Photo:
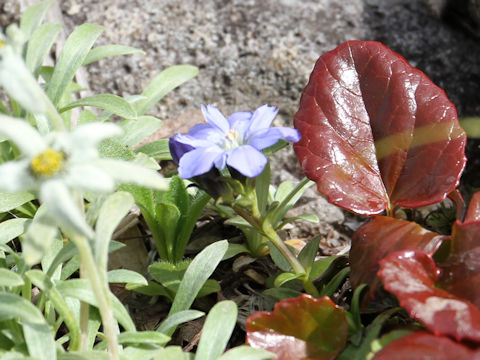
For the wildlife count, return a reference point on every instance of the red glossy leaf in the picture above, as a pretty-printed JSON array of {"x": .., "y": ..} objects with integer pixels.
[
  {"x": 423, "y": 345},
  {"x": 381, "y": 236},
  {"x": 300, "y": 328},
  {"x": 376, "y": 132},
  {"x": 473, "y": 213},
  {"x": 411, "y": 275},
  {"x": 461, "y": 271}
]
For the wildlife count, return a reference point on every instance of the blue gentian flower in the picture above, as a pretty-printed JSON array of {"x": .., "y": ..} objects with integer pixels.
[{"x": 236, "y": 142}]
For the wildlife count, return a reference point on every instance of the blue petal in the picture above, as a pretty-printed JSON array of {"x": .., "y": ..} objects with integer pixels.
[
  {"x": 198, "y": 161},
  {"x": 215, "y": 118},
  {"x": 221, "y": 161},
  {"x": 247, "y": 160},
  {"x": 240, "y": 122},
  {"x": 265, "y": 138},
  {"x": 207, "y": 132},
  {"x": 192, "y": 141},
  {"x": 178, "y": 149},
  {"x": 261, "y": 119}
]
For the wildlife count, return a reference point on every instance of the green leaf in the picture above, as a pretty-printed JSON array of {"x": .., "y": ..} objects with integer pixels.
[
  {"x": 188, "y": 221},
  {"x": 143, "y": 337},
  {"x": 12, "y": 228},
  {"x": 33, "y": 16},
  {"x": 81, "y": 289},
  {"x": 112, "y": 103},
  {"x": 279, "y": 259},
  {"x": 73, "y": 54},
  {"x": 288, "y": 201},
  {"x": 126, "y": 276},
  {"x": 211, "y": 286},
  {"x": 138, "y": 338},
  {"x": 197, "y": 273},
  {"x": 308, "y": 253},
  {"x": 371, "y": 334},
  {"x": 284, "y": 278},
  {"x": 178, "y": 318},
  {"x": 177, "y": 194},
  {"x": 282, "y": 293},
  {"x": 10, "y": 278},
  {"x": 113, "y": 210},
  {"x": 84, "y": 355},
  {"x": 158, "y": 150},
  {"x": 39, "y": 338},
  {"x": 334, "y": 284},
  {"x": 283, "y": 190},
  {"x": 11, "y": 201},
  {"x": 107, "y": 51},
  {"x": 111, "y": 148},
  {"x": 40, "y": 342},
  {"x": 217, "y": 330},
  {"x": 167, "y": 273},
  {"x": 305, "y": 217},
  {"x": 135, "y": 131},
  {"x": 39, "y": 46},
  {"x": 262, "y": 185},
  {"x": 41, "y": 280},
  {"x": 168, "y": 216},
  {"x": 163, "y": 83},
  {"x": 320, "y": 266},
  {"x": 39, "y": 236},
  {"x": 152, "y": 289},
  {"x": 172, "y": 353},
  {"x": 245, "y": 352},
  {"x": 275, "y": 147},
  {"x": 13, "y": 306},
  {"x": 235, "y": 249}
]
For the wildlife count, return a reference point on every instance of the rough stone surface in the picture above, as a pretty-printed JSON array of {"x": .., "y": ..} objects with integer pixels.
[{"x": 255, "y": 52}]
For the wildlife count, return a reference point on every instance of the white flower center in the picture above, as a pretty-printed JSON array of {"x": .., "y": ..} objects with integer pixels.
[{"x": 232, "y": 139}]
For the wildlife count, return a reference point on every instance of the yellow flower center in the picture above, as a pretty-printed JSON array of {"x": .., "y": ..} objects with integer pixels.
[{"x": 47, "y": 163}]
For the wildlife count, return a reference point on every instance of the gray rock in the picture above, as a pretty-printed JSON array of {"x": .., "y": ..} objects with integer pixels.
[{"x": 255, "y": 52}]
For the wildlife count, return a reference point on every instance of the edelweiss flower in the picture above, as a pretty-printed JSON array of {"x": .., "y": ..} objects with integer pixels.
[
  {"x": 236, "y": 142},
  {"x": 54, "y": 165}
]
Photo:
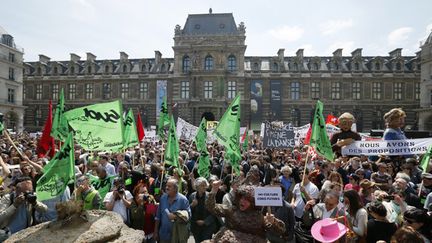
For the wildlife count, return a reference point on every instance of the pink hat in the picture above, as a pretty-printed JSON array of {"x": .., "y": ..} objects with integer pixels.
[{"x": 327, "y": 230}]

■ **TASK STATEMENT**: Rewrite all the items above, changing "wildlife count" to "plant survey" wherever it occurs and keeping every other line the same. Leave the pictures out of your answer.

■ **EXPECTED OUTPUT**:
Photo:
For the plant survey, return a reference point on every instance of the red glossy leaf in the picture above, as a pretty-printed JSON array of {"x": .., "y": ..} objects with integer pixels.
[
  {"x": 423, "y": 345},
  {"x": 381, "y": 236},
  {"x": 300, "y": 328},
  {"x": 376, "y": 132},
  {"x": 473, "y": 213},
  {"x": 411, "y": 275},
  {"x": 461, "y": 271}
]
For the plant survey, return a reference point on every instance of the blue gentian flower in the picture above, as a pretty-printed JSON array of {"x": .., "y": ..} objects with integer pixels.
[{"x": 236, "y": 142}]
For the plant survey, return a reference point on every instance of the blue petal in the picture above, as a pretty-printed JSON array of {"x": .., "y": ..} objects with integer pixels.
[
  {"x": 198, "y": 161},
  {"x": 215, "y": 118},
  {"x": 221, "y": 161},
  {"x": 247, "y": 160},
  {"x": 240, "y": 122},
  {"x": 265, "y": 138},
  {"x": 207, "y": 132},
  {"x": 192, "y": 141},
  {"x": 178, "y": 149},
  {"x": 261, "y": 119}
]
For the plant survey, return a reference point on every instance of the green leaf in the picture above, as a pretty-printed JSON array of {"x": .., "y": ..} objects with integer pixels.
[
  {"x": 188, "y": 221},
  {"x": 143, "y": 337},
  {"x": 12, "y": 228},
  {"x": 33, "y": 16},
  {"x": 81, "y": 289},
  {"x": 112, "y": 103},
  {"x": 279, "y": 259},
  {"x": 73, "y": 54},
  {"x": 288, "y": 201},
  {"x": 126, "y": 276},
  {"x": 211, "y": 286},
  {"x": 138, "y": 338},
  {"x": 197, "y": 273},
  {"x": 308, "y": 253},
  {"x": 371, "y": 334},
  {"x": 284, "y": 278},
  {"x": 178, "y": 318},
  {"x": 177, "y": 194},
  {"x": 282, "y": 293},
  {"x": 10, "y": 278},
  {"x": 113, "y": 210},
  {"x": 84, "y": 355},
  {"x": 158, "y": 150},
  {"x": 39, "y": 338},
  {"x": 334, "y": 284},
  {"x": 283, "y": 190},
  {"x": 11, "y": 201},
  {"x": 107, "y": 51},
  {"x": 111, "y": 148},
  {"x": 40, "y": 342},
  {"x": 217, "y": 330},
  {"x": 167, "y": 273},
  {"x": 305, "y": 217},
  {"x": 135, "y": 131},
  {"x": 39, "y": 46},
  {"x": 262, "y": 185},
  {"x": 41, "y": 280},
  {"x": 168, "y": 216},
  {"x": 163, "y": 83},
  {"x": 320, "y": 266},
  {"x": 39, "y": 236},
  {"x": 152, "y": 289},
  {"x": 172, "y": 353},
  {"x": 245, "y": 352},
  {"x": 275, "y": 147},
  {"x": 13, "y": 306},
  {"x": 235, "y": 249}
]
For the plant survey, return a reference point on every instance of the rough stone surface in the picture above, as a pretty-printed JSON array of {"x": .., "y": ..} objects with integer pixels.
[{"x": 255, "y": 52}]
For the plant survey, return a reference point on every instance of the white flower center in the picture above, as a pretty-printed JSON array of {"x": .., "y": ..} objects with integer pixels.
[{"x": 232, "y": 139}]
For the plant survey, return a reference point on every instance of the yellow flower center in the picture above, as a pretty-printed JSON array of {"x": .., "y": ..} objects with integer pixels.
[{"x": 47, "y": 163}]
For the plant survey, return a reference point on every instance of the gray rock in the picture above, as a pretty-printed JSON array of {"x": .., "y": ..} objects with integer pixels.
[{"x": 255, "y": 52}]
For the plant survey, return a reference point on every instance of the edelweiss flower in the picture above, as a pretty-printed JSON array of {"x": .., "y": ..} objects with integer pixels.
[
  {"x": 236, "y": 142},
  {"x": 54, "y": 165}
]
Photo:
For the plant survey, return a reference point on every instance of the pink hat in the picture above, as a pretty-printed JSON array of {"x": .., "y": ..} objects with integer pixels.
[{"x": 327, "y": 230}]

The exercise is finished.